### Assigned task
Could you repeat all of the entries exactly, leaving out any pictures?
.....
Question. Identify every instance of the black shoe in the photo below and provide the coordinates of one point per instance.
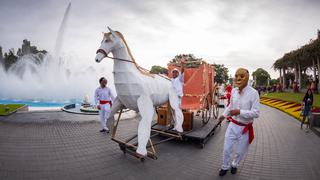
(222, 172)
(233, 170)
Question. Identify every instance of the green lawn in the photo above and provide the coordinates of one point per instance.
(293, 97)
(6, 109)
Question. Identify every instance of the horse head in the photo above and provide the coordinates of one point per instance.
(111, 41)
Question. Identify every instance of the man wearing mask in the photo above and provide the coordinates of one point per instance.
(103, 98)
(243, 108)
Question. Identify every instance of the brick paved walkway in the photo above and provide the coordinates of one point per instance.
(50, 146)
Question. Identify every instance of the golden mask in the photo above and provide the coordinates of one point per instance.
(241, 78)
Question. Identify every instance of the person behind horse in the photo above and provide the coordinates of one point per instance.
(307, 104)
(177, 81)
(103, 97)
(243, 108)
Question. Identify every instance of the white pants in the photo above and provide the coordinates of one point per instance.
(178, 121)
(180, 102)
(104, 114)
(233, 137)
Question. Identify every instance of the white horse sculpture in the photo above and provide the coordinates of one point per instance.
(137, 89)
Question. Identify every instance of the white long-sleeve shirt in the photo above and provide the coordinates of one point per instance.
(104, 94)
(248, 102)
(177, 84)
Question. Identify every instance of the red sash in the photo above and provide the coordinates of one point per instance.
(105, 102)
(247, 127)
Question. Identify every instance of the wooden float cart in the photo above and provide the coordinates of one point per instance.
(200, 110)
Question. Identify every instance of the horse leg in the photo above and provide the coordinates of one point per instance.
(146, 110)
(116, 106)
(177, 112)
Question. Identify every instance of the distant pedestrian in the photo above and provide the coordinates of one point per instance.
(307, 105)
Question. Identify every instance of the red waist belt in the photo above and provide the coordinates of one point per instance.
(105, 102)
(247, 127)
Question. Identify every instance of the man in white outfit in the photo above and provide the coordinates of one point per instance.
(103, 97)
(243, 108)
(177, 83)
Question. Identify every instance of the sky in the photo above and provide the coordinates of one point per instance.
(236, 33)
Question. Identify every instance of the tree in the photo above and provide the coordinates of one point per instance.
(221, 73)
(261, 77)
(158, 70)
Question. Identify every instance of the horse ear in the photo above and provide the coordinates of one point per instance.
(114, 34)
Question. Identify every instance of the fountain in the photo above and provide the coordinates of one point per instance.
(56, 81)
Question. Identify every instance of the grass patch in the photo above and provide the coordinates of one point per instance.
(293, 97)
(6, 109)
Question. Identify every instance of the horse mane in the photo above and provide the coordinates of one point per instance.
(141, 69)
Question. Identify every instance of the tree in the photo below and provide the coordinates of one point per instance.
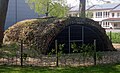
(56, 8)
(3, 12)
(82, 4)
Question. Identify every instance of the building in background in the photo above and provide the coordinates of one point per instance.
(18, 10)
(108, 15)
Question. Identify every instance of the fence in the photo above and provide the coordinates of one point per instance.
(31, 58)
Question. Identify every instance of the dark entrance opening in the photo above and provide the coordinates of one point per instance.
(79, 34)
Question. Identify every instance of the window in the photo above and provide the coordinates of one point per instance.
(106, 24)
(105, 14)
(113, 14)
(98, 14)
(115, 25)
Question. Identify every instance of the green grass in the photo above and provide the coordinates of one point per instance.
(110, 68)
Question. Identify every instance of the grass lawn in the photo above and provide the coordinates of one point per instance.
(111, 68)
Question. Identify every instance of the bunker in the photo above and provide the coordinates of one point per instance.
(44, 31)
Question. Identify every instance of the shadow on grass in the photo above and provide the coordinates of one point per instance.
(109, 68)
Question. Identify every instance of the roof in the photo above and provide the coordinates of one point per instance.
(104, 6)
(112, 20)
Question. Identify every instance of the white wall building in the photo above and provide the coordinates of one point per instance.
(108, 15)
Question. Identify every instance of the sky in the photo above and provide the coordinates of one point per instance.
(90, 2)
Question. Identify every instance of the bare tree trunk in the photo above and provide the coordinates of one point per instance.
(82, 5)
(3, 12)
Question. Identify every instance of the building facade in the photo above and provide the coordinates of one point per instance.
(108, 15)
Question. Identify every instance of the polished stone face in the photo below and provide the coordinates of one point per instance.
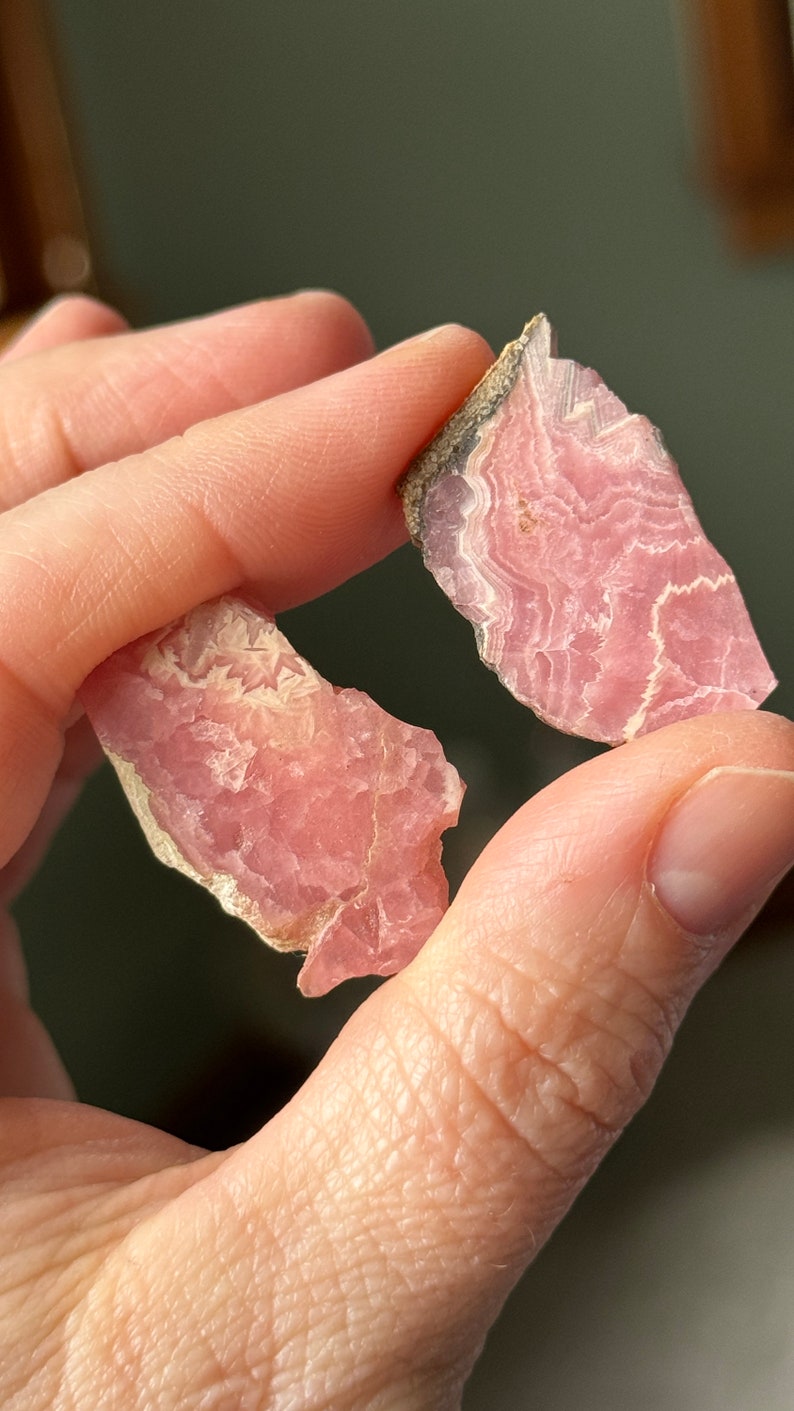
(557, 524)
(306, 810)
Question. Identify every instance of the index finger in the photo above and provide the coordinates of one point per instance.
(292, 497)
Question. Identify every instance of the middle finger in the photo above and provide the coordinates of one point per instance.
(78, 407)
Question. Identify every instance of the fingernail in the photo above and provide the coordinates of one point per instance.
(724, 847)
(422, 337)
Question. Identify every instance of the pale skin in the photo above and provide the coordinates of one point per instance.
(356, 1250)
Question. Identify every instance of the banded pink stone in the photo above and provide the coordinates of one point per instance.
(557, 524)
(305, 809)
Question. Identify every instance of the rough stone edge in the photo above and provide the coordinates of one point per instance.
(459, 436)
(217, 883)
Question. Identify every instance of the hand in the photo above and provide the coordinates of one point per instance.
(354, 1252)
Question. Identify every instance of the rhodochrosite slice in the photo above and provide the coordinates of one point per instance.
(308, 810)
(557, 524)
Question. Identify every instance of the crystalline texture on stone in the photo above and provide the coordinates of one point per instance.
(305, 809)
(557, 524)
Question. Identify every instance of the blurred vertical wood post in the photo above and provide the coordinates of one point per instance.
(743, 74)
(44, 249)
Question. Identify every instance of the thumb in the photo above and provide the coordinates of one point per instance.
(360, 1246)
(473, 1095)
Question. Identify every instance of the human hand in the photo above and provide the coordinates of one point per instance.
(356, 1250)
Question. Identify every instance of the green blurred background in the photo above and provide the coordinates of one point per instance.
(474, 161)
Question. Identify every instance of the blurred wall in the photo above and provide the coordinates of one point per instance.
(468, 160)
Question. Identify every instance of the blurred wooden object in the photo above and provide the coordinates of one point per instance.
(743, 67)
(43, 239)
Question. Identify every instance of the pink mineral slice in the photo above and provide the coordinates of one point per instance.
(305, 809)
(557, 524)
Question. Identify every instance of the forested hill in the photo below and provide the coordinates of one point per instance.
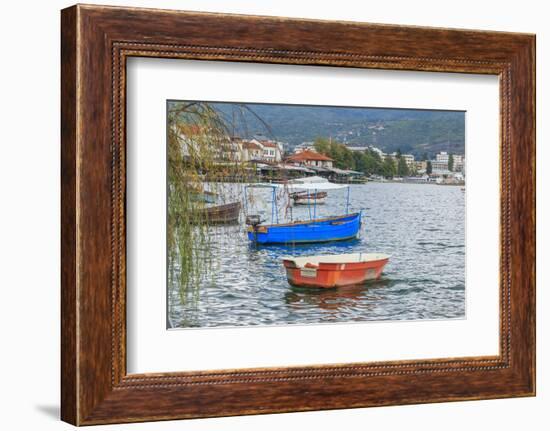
(411, 131)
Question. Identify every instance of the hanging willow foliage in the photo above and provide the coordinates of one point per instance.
(203, 161)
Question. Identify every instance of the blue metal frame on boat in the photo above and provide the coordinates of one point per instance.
(335, 228)
(328, 229)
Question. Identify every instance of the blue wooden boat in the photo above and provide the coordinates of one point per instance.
(337, 228)
(314, 230)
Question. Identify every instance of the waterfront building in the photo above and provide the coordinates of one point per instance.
(310, 158)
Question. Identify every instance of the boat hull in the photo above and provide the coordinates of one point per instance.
(222, 214)
(331, 275)
(322, 230)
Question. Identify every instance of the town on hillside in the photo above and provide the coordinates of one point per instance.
(340, 163)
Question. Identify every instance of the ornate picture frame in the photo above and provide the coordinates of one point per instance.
(96, 41)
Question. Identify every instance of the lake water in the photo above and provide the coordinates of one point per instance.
.....
### Reply
Question. Identify every instance of the black shoe in the photo below and provide the coordinates of one point per instance.
(222, 172)
(233, 170)
Question. Identify every instance of the green lawn in the photo above and provide the coordinates of one point per instance.
(293, 97)
(6, 109)
Question. Identify every instance of the horse head in the photo above and provide the coordinates of one point per instance.
(111, 41)
Question. Identify every instance of the man wearing mask in the photo above and provide the coordinates of one point per instance.
(103, 98)
(243, 108)
Question. Identify every instance of the brick paved walkway in the photo above and provide the coordinates of one point per instance.
(50, 146)
Question. Identify every instance of the golden mask in the photo above and provide the coordinates of one point per instance.
(241, 78)
Question. Identify every instance of the person behind horse in the photo above and provide the coordinates of one point per instance.
(307, 104)
(177, 81)
(103, 97)
(243, 108)
Question. Identify every instance of the white pants in the photo above and provide the coordinates of one point per instance.
(178, 121)
(180, 102)
(104, 114)
(233, 137)
Question. Identify every instance of the white horse sculpture in the photo above and provide the coordinates of one point per instance.
(137, 89)
Question. Identify every instance of the white long-sleeve shirt in the photo above and provide the coordinates of one point per instance.
(104, 94)
(248, 102)
(177, 84)
Question. Identify every instance of the red sash in the photo above and provide the coordinates of one point per instance.
(105, 102)
(247, 127)
Question. Identify every instance of the wooden float cart in the photo above and provide the coordinates of one point per instance.
(200, 110)
Question. Identify every instance of the horse leg in the photo above and provide the coordinates of one point per instance.
(146, 110)
(116, 106)
(177, 112)
Question. Identify every instance of the distant pedestrian in the photo above and provide the coordinates of one point per instance.
(307, 105)
Question. Identify every instance of the red waist belt in the photo above and provide the coordinates of one point per instance.
(105, 102)
(247, 127)
Question. Identify every instance of the man in white outfit in the photo above and provide the coordinates of one point per instance.
(103, 97)
(243, 108)
(177, 83)
Question. Identify every instance of the sky in the photo above and provide the coordinates of one point per instance.
(236, 33)
Question. Identify every instance of the tree in the photo above and provide the coordinates of one point per instance.
(221, 73)
(261, 77)
(158, 70)
Question. Identify every instance of the horse ear in the photo above and provide the coordinates of one point per instance.
(114, 34)
Question. Identify every instance of the fountain in the photo above and provide the coordinates of one point per instance.
(56, 81)
Question. Identify every instance of the grass patch in the photo above and provide the coordinates of one point per instance.
(293, 97)
(6, 109)
Question. Identify every instance of the horse mane in the photo above and provide the coordinates of one point per instance.
(141, 69)
Question. Identify every instance of the tree in the photo below and provide the coordinates of one point per instance.
(56, 8)
(3, 12)
(82, 4)
Question. Identify every instance of the building in background in the photo above and provide the coordinates of one point per instance.
(18, 10)
(108, 15)
Question. Identify every instance of the fence in the photo above and provide the coordinates of one point per instance.
(31, 58)
Question. Identify every instance of the dark entrance opening in the photo above and provide the coordinates of one point per instance.
(79, 34)
Question. Identify every instance of the window in the photo above and provide the coordinates of one point per instance.
(106, 24)
(105, 14)
(113, 14)
(98, 14)
(115, 25)
Question. Identify every instance of the green grass in the photo above and provide the coordinates of one point per instance.
(110, 68)
Question. Identify every instance of the grass lawn in the photo above and provide the coordinates of one point per instance.
(111, 68)
Question. Identify every instance of the bunker in the photo above and provide the coordinates of one point per instance.
(44, 31)
Question. Identify every instance of the shadow on grass in the photo above and provide the coordinates of one point per instance.
(109, 68)
Question. Identify every instance of the roof in the photo above and provide the coordinates of one point per instance.
(104, 6)
(112, 20)
Question. Identify every instance of the white wall building in the photo above and provide the coordinates of one point per instance.
(108, 15)
Question. Identify every instance of the sky in the photo above and provide the coordinates of one point per instance.
(90, 2)
Question. Identify every instance of the bare tree trunk in the photo above and provide the coordinates of one point per instance.
(82, 5)
(3, 12)
Question. Identify every instance of the building facade in the photo above and provide the coordinates of one point per instance.
(108, 15)
Question. Identify every instance of the polished stone face in the photo below and provide the coordinates of one point per instance.
(557, 524)
(306, 810)
Question. Identify every instance of the index finger in the photo above and provide the coordinates of one point per instance.
(292, 497)
Question. Identify every instance of the middle finger in the photo above and provide the coordinates of one point per instance.
(78, 407)
Question. Identify every instance of the fingernail in the photo above and provide the coordinates of one point per instance.
(724, 847)
(422, 337)
Question. Identify every instance of the pale skin in the photo above and provide the coordinates of one point per instance.
(356, 1250)
Question. Identify every instance of the banded pink stone in the photo above and provide the coordinates of one point per instance.
(557, 524)
(305, 809)
Question. Identify every instance of the rough stone edge in the photo above and provide the coordinates of one point per instance.
(459, 436)
(217, 883)
Question. Identify every instance of the hand in the photo above and provide the coordinates of one point per instance.
(354, 1252)
Question. Identify every instance of the rhodochrosite slice in the photo above and provide the coordinates of one point per instance.
(308, 810)
(557, 524)
Question. Identify every instance of the crystalline texture on stone in the photo above and provide the coordinates of one point per instance.
(305, 809)
(557, 524)
Question. Identify every instance of the blurred vertical wood post in the photo above and provide the coordinates of one point per instance.
(743, 74)
(44, 249)
Question. Identify every instance of the thumb in the photo above and provide the coordinates of one point per instance.
(360, 1246)
(473, 1095)
Question. Identify every instance of the human hand in the photo above and provide the coordinates of one point per instance.
(356, 1250)
Question. Identify every instance of the green blurred background in the photo above and provide the coordinates of one point per instance.
(474, 161)
Question. Identify every instance of the blurred wall in the photo above and provide the coordinates of one point per instance.
(468, 160)
Question. Identify every instance of the blurred wooden object in the photo above and provide the coordinates of one point per instance.
(743, 67)
(43, 239)
Question. Identify every instance of the pink mineral slice in the photo above and provide the coordinates of one point per instance.
(305, 809)
(557, 524)
Question. Identify every instance of the forested hill in the photo below and provide the coordinates of one point per instance.
(411, 131)
Question. Identify every instance of the hanging willow foliage in the photo above and provide the coordinates of one point per instance.
(203, 161)
Question. Identify every instance of the blue metal frame on boat in the photo above and provide the coordinates of one point per instance.
(335, 228)
(328, 229)
Question. Identify every instance of the blue wooden boat in the photo above and provide the coordinates of one point per instance.
(337, 228)
(314, 230)
Question. Identify every instance of the waterfront building in the photo above and provide the coordinates of one point per instance.
(310, 158)
Question. Identify every instance of the boat hull in the photo above and provide the coordinates of one point per instance.
(222, 214)
(331, 275)
(322, 230)
Question. Identify every instance of the town on hillside in the photo above and provide the coordinates of one point per instance.
(340, 163)
Question. Identify every instance of the ornate picture frame in the photo above and provide the coordinates of one point per instance.
(96, 41)
Question. Identify every instance of the lake water in the photo above and provide the coordinates of one point per instance.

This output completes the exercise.